Published: 13 May 2011

Abstract

Background

Direct sputum smear microscopy is the mainstay of TB diagnosis in most low and middle income countries, and is highly specific for Mycobacterium tuberculosis in such settings. However it is limited by low sensitivity, particularly in HIV co-infected patients. Concentration by centrifugation has been reported to be more sensitive than direct smear preparation, but is only suitable for referral laboratories. Simpler concentration methods that could be applied in peripheral laboratories are urgently needed.

Methods

We evaluated the feasibility of an early prototype ligand-coated magnetic bead technology to concentrate M. tuberculosis prior to detection by LED-based fluorescence microscopy compared with direct Ziehl-Neelsen microscopy and direct and concentrated fluorescence microscopy in a reference laboratory in Kampala, Uganda. Results were compared with MGIT 960 liquid culture and Lowenstein-Jensen culture.

Results

Compared to culture, concentrated FM had significantly higher sensitivity than direct ZN (74.8% and 51.4%), magnetic bead-FM (65.4%) and direct FM (58.9%). The sensitivity of magnetic bead FM was significantly higher than direct ZN (p < 0.001) but not significantly higher than direct FM (p = 0.210). The specificity of magnetic bead FM and concentrated FM was significantly lower than direct ZN (88.6%, 94.3% and 98.9% respectively) and direct FM (99.4%). There was no significant difference in specificity between magnetic bead FM and concentrated FM. Allowing for blinded resolution of discrepant results, the specificity of magnetic bead FM increased to 93.1%. Direct microscopy was simpler than concentrated FM and Magnetic bead FM which both had a similar number of steps.

Conclusion

The sensitivity of the early prototype magnetic bead FM was lower than concentrated FM, similar to direct FM, and significantly higher than direct ZN. Both magnetic bead and concentration by centrifugation led to reduced specificity compared with the direct smear methods. Some magnetic bead FM false positive results were not easily explained and should be further investigated. The prototype version of the magnetic bead procedure tested here was of similar complexity to concentration by centrifugation. As such, if the sensitivity of the magnetic bead FM could be improved in future versions of the technology, this may offer a viable alternative to centrifugation.

• • • •

● **REQUIRED WORK**:
A. Can you write out the TB microscopy abstract word for word from "The sensitivity of the early" up to and including "alternative to centrifugation."?
B. Could you condense the paragraph of the TB microscopy abstract that begins "Compared to culture, concentrated FM" into a short bulleted list of its main findings?
The records have no connection to the TB microscopy abstract.

• • • •

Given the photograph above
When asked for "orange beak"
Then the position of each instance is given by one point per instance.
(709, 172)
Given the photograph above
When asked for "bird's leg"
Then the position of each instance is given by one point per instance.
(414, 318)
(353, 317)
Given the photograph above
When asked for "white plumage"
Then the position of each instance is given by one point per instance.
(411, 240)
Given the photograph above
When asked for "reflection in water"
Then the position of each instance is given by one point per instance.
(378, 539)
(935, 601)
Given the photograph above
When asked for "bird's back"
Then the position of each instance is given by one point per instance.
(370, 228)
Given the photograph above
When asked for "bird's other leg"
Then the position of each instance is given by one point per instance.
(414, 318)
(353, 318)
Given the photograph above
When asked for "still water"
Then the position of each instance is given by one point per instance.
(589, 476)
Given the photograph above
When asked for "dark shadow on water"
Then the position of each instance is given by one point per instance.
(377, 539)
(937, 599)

• • • •

● **SOLVED TASKS**:
A.
The sensitivity of the early prototype magnetic bead FM was lower than concentrated FM, similar to direct FM, and significantly higher than direct ZN. Both magnetic bead and concentration by centrifugation led to reduced specificity compared with the direct smear methods. Some magnetic bead FM false positive results were not easily explained and should be further investigated. The prototype version of the magnetic bead procedure tested here was of similar complexity to concentration by centrifugation. As such, if the sensitivity of the magnetic bead FM could be improved in future versions of the technology, this may offer a viable alternative to centrifugation.

B.
- Against culture, concentrated FM had significantly higher sensitivity (74.8%) than direct ZN (51.4%), magnetic bead FM (65.4%) and direct FM (58.9%).
- Magnetic bead FM sensitivity was significantly higher than direct ZN (p < 0.001) but not significantly higher than direct FM (p = 0.210).
- Specificity of magnetic bead FM (88.6%) and concentrated FM (94.3%) was significantly lower than direct ZN (98.9%) and direct FM (99.4%).
- Magnetic bead FM and concentrated FM did not differ significantly in specificity.
- With blinded resolution of discrepant results, magnetic bead FM specificity rose to 93.1%.
- Direct microscopy was simpler than both concentrated FM and magnetic bead FM, which had a similar number of steps.